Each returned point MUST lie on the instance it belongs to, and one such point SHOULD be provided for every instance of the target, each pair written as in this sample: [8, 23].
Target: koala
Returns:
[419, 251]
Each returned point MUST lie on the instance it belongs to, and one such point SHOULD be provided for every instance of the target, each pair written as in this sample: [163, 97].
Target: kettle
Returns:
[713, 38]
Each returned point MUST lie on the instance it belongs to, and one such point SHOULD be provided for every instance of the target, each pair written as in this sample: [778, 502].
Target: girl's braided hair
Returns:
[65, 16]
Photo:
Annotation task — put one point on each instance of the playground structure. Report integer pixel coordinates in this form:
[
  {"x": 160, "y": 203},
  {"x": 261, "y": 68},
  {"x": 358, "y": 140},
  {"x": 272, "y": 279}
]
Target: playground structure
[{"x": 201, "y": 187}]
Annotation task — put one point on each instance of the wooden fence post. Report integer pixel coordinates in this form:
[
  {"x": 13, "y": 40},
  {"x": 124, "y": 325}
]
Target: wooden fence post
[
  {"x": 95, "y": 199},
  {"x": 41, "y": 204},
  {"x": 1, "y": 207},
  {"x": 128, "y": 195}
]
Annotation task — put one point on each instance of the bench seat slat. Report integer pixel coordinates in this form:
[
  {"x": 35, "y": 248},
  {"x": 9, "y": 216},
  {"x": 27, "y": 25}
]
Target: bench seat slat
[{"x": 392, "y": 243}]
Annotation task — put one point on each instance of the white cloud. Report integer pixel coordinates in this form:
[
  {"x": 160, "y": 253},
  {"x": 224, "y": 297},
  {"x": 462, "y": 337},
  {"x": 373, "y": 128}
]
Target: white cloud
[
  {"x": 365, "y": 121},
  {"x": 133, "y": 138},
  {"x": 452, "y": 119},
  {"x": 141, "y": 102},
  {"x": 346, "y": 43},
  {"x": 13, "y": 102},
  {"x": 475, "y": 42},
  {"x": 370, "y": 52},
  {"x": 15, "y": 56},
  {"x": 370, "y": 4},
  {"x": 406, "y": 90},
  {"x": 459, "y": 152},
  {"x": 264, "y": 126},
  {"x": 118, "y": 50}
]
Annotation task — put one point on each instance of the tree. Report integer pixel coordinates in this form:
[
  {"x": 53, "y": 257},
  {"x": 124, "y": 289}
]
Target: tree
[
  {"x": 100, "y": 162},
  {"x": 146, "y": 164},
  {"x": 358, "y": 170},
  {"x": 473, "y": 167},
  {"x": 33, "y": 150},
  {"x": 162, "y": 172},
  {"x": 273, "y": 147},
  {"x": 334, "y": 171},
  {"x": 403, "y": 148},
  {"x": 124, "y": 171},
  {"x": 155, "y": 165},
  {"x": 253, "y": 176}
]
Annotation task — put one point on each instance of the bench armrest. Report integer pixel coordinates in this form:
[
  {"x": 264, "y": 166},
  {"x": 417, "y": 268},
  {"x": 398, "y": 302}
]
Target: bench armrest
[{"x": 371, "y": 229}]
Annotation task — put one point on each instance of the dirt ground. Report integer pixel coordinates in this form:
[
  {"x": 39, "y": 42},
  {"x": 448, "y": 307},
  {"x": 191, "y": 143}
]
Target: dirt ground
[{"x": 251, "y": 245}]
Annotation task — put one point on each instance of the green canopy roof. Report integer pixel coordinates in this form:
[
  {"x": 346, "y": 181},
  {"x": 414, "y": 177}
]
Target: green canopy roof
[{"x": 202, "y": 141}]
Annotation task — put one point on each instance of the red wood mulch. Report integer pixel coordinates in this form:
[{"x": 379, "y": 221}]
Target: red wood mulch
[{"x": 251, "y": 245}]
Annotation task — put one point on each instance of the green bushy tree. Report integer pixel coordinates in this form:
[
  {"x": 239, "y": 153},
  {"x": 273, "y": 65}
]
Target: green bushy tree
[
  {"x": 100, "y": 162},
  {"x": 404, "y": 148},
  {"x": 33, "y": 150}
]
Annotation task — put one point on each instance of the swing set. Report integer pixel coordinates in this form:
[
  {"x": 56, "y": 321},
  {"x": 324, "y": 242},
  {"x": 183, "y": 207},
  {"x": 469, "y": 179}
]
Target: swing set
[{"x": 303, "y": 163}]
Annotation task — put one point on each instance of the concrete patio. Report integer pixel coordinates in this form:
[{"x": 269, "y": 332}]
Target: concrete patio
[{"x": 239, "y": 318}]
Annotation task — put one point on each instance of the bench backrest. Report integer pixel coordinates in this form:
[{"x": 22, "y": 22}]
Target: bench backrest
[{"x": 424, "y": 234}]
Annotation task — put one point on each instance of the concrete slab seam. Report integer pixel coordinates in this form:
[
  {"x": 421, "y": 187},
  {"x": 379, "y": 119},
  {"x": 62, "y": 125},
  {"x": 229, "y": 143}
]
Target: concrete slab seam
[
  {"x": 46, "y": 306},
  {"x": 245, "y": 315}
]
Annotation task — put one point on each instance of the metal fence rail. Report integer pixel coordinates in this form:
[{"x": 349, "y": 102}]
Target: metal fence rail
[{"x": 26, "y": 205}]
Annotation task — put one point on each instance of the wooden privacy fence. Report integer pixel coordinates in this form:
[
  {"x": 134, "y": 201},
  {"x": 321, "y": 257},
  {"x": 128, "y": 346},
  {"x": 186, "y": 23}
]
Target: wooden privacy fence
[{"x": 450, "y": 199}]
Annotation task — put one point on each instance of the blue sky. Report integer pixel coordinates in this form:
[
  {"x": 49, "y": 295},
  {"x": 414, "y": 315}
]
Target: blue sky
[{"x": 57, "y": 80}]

> [Task requirements]: The answer must be one number: how many lines in the records above contain "pair".

> [Response to this exercise]: 3